> _What the task asks_
Update the records from the line containing "clear plastic cup." through the end of the records by replacing "keypoint" with "marker" and leaving everything else unchanged. Omit the pictures from your answer.

Dataset rows on where objects appear in images
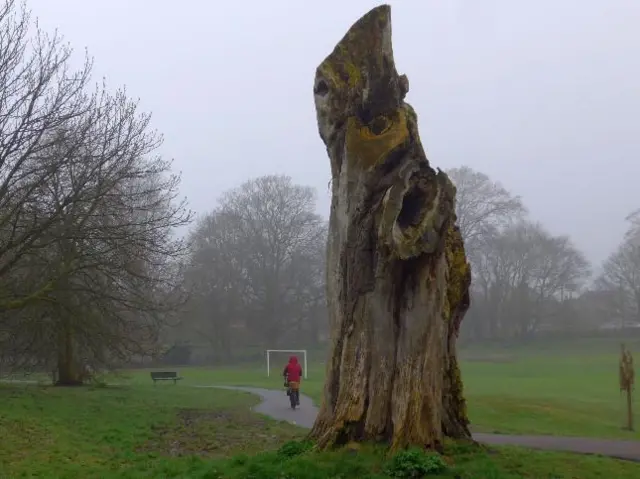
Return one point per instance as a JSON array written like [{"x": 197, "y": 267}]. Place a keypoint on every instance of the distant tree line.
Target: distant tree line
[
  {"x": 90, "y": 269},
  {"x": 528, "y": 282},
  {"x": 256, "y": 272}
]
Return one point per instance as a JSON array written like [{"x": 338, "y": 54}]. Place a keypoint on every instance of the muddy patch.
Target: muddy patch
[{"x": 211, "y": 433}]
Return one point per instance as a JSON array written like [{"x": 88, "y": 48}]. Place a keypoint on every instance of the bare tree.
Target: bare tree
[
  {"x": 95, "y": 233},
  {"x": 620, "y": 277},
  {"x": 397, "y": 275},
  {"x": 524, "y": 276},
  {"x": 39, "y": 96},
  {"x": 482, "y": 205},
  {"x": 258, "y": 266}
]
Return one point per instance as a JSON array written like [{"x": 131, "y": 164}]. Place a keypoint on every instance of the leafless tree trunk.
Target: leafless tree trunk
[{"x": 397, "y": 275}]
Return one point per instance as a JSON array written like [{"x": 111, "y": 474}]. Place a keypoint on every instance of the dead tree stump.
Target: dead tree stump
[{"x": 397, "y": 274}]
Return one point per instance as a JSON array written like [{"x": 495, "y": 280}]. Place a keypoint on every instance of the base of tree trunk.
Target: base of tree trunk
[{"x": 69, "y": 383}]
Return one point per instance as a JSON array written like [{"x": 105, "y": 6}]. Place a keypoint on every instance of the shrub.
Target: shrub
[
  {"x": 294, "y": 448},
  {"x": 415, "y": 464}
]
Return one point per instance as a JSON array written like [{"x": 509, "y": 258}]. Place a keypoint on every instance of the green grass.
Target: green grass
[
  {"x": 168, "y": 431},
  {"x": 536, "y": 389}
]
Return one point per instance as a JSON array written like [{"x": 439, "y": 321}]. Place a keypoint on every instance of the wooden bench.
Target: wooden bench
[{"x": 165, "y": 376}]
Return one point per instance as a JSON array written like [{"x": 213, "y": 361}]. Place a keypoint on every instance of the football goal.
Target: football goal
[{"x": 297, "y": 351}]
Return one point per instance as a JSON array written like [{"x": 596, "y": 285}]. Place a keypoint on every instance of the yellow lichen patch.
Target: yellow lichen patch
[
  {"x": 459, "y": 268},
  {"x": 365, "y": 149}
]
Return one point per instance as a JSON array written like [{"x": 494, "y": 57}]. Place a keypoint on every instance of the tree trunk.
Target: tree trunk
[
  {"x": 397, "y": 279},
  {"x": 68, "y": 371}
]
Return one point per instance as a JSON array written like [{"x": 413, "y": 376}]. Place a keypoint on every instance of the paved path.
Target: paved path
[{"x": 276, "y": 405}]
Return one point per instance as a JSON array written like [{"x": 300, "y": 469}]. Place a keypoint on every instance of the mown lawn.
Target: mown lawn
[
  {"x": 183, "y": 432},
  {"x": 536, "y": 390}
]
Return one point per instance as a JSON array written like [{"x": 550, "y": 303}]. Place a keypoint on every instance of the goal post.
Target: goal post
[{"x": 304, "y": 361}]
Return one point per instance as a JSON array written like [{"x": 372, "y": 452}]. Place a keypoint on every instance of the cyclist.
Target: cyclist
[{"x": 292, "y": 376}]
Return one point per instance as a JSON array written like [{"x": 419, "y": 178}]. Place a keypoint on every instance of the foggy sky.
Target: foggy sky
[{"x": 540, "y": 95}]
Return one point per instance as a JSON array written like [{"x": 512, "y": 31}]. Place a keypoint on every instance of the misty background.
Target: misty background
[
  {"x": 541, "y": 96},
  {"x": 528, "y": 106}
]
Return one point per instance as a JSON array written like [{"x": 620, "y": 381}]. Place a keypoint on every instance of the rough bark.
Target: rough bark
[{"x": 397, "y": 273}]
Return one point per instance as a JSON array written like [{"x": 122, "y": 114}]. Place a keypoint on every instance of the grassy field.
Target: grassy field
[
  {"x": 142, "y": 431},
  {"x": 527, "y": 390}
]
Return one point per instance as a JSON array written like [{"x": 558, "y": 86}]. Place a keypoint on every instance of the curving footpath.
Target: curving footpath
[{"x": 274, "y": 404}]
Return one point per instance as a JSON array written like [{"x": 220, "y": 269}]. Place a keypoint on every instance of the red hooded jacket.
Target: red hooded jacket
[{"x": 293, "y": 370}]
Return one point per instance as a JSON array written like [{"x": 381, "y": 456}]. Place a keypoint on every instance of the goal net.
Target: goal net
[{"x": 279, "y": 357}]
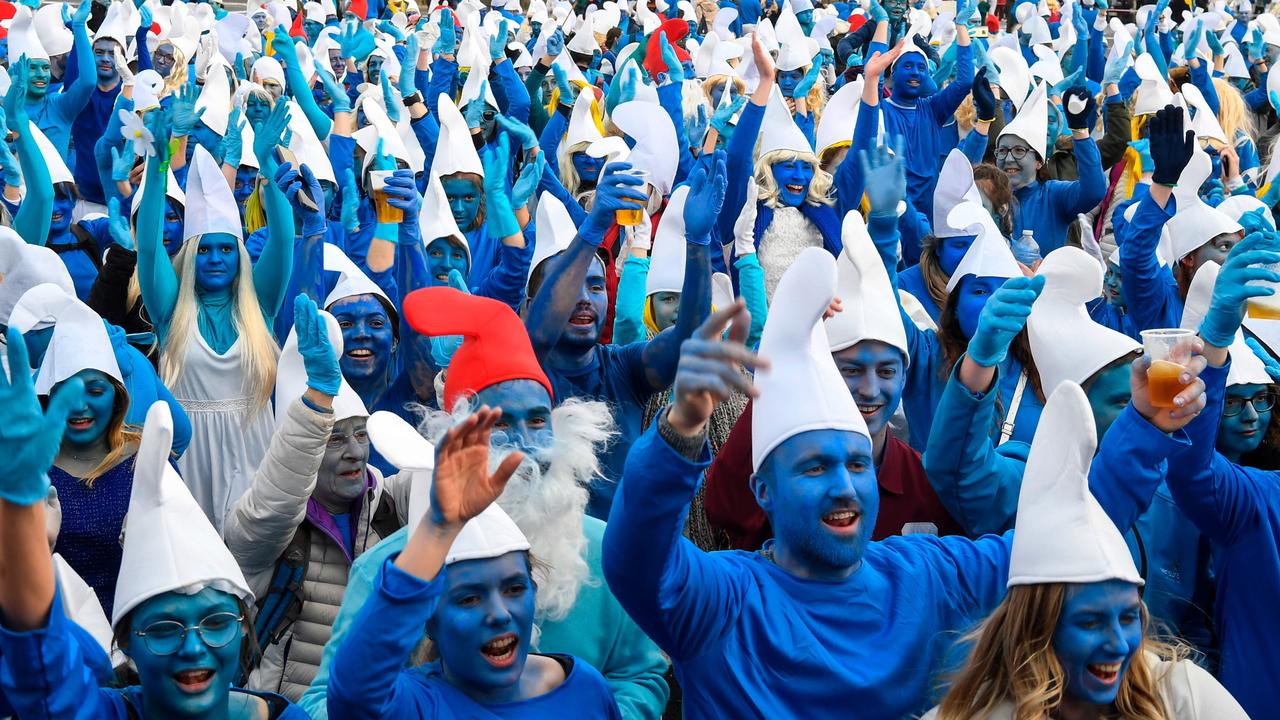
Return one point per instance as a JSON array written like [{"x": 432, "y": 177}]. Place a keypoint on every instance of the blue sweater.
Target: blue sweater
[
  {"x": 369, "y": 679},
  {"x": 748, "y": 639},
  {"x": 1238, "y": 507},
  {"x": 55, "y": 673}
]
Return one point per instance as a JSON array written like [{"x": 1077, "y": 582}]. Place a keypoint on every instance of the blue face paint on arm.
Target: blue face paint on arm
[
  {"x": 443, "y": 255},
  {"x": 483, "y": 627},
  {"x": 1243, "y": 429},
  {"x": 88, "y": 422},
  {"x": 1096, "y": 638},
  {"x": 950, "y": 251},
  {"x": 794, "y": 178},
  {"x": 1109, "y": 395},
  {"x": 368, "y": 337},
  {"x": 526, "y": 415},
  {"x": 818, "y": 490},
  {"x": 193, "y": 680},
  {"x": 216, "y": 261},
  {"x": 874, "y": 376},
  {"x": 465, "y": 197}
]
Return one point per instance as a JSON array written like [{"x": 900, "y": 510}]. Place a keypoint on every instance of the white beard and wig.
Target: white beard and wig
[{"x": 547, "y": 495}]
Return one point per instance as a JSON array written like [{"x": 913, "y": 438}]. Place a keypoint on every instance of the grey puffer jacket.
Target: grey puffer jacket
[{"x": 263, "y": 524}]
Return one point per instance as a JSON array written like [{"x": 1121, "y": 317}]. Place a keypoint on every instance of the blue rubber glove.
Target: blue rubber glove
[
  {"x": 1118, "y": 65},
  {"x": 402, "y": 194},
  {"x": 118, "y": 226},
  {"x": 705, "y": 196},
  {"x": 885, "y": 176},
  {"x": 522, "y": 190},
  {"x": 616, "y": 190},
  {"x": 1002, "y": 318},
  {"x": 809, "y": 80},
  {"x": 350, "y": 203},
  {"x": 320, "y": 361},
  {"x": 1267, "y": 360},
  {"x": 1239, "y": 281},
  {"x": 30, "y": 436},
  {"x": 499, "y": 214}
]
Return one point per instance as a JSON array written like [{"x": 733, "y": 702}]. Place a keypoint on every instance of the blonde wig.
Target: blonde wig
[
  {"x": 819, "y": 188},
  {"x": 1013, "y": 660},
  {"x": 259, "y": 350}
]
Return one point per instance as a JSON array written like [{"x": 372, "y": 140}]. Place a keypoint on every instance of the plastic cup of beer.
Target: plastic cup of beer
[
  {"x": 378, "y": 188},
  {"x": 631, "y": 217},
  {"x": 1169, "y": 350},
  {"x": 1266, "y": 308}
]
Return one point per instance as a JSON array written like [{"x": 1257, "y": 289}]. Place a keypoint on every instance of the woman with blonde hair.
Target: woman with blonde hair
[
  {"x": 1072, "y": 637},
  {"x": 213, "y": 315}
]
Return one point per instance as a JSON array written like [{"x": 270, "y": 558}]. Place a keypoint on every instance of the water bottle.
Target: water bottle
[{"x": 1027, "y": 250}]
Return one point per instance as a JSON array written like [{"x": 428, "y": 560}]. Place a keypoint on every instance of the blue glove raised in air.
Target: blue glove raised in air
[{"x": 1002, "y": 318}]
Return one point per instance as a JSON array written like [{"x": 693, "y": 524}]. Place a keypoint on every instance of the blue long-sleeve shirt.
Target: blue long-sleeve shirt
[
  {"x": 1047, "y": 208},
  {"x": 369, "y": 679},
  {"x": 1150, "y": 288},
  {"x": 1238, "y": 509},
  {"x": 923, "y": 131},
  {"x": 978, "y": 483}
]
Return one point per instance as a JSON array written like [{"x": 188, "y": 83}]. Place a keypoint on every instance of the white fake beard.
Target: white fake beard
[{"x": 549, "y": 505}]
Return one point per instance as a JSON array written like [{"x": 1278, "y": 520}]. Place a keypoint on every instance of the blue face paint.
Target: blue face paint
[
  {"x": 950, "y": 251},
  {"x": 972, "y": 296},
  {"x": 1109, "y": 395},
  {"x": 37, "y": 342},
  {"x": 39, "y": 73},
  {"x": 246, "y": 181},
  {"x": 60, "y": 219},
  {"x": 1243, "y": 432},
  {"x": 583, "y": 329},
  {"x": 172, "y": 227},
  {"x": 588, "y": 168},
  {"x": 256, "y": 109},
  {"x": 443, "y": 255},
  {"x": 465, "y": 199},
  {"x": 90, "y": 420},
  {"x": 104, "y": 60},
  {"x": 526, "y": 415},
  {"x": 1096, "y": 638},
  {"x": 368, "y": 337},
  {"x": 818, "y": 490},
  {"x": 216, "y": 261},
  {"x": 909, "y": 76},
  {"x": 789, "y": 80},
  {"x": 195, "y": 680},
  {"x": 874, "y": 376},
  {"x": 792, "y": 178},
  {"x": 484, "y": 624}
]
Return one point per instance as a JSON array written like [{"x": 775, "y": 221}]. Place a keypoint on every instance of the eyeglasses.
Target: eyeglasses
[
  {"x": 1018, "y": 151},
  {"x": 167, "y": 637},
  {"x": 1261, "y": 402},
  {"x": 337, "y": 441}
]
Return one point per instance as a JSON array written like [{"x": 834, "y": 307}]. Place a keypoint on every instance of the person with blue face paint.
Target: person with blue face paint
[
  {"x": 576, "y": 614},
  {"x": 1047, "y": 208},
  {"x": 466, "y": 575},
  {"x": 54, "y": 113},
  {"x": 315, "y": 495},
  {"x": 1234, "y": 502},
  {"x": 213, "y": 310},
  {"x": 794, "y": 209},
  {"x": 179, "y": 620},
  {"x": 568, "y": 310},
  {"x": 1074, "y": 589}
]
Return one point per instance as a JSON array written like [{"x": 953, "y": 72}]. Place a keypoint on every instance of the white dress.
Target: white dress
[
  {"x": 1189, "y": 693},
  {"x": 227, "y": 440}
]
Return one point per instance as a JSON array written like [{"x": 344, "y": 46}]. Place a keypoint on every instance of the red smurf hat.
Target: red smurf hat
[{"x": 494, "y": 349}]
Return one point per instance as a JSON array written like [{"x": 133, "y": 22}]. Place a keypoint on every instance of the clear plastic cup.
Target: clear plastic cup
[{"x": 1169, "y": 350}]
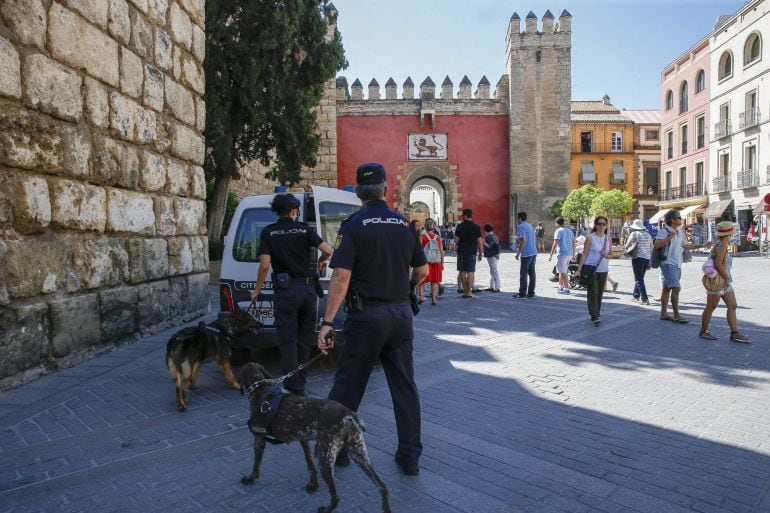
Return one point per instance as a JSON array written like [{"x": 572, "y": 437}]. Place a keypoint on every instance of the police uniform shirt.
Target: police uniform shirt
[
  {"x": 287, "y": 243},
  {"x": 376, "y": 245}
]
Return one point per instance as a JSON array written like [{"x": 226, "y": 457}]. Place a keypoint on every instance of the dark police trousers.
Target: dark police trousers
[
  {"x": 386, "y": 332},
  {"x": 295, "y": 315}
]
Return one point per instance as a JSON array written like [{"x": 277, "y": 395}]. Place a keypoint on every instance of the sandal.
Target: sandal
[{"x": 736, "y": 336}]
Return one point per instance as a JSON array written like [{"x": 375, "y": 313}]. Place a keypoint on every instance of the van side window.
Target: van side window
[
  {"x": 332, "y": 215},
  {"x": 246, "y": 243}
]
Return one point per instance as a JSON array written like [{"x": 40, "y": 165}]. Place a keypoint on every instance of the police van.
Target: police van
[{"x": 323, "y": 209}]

> _Full answer_
Return one point per instance as a JSON array written like [{"x": 133, "y": 22}]. Place a marker on every instance of the clear plastic cup.
Target: clear plastic cup
[{"x": 1169, "y": 350}]
Return one point per instance as a JSON array written like [{"x": 572, "y": 437}]. Place a marker on every instance of the police uniform shirt.
Target: police uniform shirt
[
  {"x": 287, "y": 243},
  {"x": 376, "y": 245}
]
Return one point per instance as a JSON array written like [{"x": 226, "y": 457}]. Place a marker on every instance of the dark police trousers.
Target: dark police trousers
[
  {"x": 386, "y": 332},
  {"x": 295, "y": 315}
]
Return one point per instance as a JSON array written like [{"x": 277, "y": 395}]. Place a marker on every instance of the sandal.
Target: sandal
[{"x": 736, "y": 336}]
Return one point per instance as a JSON array written like [{"x": 375, "y": 313}]. Place a marker on every instance of the van side window.
Target: van side window
[
  {"x": 332, "y": 215},
  {"x": 246, "y": 243}
]
Return one point per instance as a JSON array written like [{"x": 40, "y": 165}]. Place a marker on every instance of the police van.
Target: police van
[{"x": 323, "y": 209}]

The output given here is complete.